→ **Exercise brief**:
In the records below, tally the lines that contain the word "with" and give only that number.

(Dataset entries)
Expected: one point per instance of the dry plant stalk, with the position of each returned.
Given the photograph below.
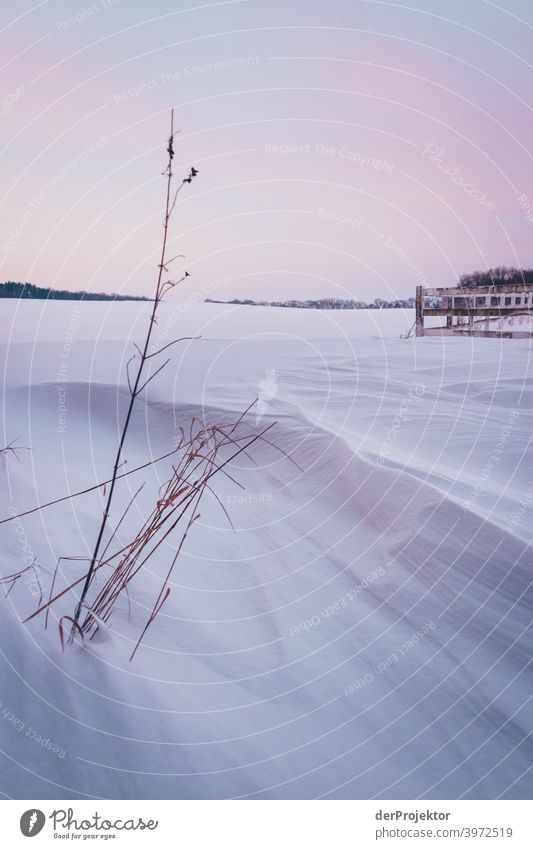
(206, 451)
(139, 382)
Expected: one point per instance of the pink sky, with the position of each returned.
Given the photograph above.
(344, 148)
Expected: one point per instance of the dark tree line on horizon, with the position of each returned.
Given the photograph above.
(324, 303)
(501, 275)
(30, 291)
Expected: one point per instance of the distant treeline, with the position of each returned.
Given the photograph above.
(499, 276)
(326, 304)
(29, 290)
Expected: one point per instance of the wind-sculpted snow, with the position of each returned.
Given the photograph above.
(366, 629)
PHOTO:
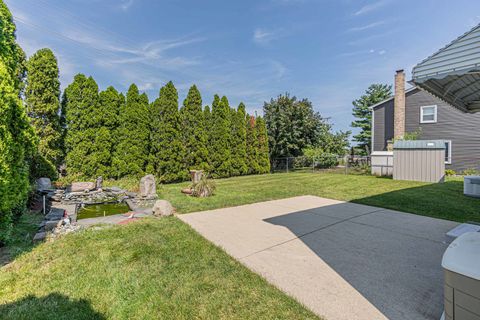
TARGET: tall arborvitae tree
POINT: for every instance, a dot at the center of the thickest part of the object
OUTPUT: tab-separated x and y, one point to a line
167	149
80	101
238	143
132	146
194	134
262	146
252	146
221	138
17	143
17	138
42	97
110	103
361	110
10	52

→ **Exercise solution**:
5